-- Text to read --
###

Notes of the Quarter
As many supporters of the life-boat service will be aware, the R.N.L.I. had a serious deficit in 1967. Expenditure amounted to over £1,921,000 and receipts to just over £1,500,000. This has left a gap of more than £410,000. With the major programme of reconstruction and modernisation on which the Institution had to embark a few years ago, and with a sudden and disturbing decline in the amounts received from legacies—not in the numbers of legacies—a deficit last year was inevitable.
It was, in fact, by far the largest deficit the Institution has incurred in any one year. Indeed the deficit itself was not much less than the total cost of running the service a little more than twenty years ago. In 1946, the first year of peace, total expenditure on the life-boat service was £450,597.
Energetic steps are, of course, being taken both to control expenditure and, equally important, to increase revenue. A new system of financial control has been introduced to ensure the most effective possible expenditure of all moneys collected. Among projects for increasing revenue are the holding of a lottery or national competition; and a drive to obtain more support from those to whom the life-boat service is of most direct and immediate benefit, particularly boat owners and insurance companies. The possibilities which a competition offers were indicated by the remarkable achievement of Mr. and Mrs. Donald Steward, who staged a competition last year. As a result of this competition Mr. Steward was able to hand over a cheque to the Institution for £7,320. Many of the branches of the Institution did, of course, co-operate in this scheme, but the administrative work was done entirely by Mr. and Mrs. Steward with limited secretarial help.

###

-- Stated task A --
List every sum of money stated in pounds in the quarterly notes, in the order the sums appear.
The quarterly notes and the entries that come after them are independent of each other.

[Named region outline records]
###

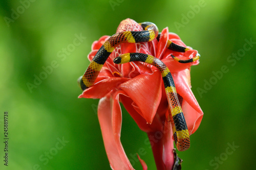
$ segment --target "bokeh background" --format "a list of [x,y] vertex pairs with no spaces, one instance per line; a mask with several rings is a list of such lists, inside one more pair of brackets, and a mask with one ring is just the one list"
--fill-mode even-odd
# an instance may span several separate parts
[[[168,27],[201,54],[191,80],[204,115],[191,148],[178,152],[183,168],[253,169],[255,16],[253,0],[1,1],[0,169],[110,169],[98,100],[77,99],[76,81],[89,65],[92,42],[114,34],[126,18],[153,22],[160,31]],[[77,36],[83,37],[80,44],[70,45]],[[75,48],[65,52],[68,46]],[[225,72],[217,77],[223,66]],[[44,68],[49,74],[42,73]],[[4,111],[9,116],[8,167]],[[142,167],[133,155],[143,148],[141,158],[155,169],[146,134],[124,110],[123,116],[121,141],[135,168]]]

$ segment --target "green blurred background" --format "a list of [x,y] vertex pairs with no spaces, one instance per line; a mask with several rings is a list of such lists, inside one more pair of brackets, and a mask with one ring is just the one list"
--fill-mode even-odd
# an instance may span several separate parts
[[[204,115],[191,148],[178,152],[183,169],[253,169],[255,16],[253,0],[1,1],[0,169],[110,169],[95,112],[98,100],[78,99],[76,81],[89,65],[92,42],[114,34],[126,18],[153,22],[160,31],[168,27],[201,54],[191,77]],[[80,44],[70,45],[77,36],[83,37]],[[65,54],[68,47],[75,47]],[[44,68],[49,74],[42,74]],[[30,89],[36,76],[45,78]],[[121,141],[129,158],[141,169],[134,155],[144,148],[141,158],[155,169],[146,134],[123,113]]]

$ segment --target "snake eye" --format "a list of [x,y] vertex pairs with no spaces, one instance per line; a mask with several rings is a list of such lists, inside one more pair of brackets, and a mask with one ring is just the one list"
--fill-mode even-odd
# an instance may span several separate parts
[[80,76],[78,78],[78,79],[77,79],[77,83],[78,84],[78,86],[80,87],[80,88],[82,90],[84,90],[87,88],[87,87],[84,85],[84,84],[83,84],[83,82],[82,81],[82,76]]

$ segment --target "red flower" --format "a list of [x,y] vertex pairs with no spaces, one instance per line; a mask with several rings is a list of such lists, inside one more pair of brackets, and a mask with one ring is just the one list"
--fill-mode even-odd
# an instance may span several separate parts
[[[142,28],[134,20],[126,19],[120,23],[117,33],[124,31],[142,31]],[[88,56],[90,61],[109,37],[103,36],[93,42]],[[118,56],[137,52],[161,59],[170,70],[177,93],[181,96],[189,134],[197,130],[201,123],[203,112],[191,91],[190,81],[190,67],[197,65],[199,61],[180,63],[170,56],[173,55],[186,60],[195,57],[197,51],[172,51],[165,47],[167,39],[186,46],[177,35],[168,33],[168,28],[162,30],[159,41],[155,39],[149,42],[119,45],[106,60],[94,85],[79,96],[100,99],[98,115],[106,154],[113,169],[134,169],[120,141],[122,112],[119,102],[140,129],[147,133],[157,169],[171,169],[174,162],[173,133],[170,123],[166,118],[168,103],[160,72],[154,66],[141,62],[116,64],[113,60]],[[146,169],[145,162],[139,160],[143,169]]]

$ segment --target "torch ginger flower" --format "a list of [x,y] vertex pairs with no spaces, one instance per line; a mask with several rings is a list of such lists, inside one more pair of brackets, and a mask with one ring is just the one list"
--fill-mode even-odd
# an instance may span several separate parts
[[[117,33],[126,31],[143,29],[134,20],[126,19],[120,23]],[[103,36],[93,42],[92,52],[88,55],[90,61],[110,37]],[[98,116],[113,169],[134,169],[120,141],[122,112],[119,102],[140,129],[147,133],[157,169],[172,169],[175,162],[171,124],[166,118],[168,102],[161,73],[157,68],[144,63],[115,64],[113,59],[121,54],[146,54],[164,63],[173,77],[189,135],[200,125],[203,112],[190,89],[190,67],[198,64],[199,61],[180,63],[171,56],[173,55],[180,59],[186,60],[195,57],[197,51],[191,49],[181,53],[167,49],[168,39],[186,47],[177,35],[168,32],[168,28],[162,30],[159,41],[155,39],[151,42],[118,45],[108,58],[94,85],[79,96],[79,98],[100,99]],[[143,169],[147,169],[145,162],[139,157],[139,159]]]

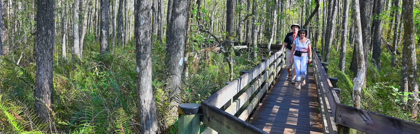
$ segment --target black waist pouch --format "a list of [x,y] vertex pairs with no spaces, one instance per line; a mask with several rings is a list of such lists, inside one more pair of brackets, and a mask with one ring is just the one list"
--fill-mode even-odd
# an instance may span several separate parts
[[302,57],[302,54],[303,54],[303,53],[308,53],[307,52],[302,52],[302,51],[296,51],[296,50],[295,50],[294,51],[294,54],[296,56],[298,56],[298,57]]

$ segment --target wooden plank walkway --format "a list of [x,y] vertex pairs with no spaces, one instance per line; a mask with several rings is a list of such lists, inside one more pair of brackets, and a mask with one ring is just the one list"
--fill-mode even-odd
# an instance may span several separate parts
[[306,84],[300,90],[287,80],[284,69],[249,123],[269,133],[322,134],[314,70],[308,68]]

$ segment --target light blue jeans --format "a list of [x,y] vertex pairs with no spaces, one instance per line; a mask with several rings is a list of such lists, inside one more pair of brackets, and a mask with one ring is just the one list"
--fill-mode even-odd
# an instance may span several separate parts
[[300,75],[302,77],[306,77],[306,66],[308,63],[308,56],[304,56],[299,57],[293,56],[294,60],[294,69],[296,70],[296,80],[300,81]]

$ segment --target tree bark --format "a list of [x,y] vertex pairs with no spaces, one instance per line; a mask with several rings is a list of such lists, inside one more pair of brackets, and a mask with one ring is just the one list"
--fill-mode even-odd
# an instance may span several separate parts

###

-- Stated task B --
Count the lines of the entries that contain the string "background", treating uppercase and lowercase as different, and state only that number.

-- Correct answer A --
£1,921,000
£1,500,000
£410,000
£450,597
£7,320

-- Correct answer B --
2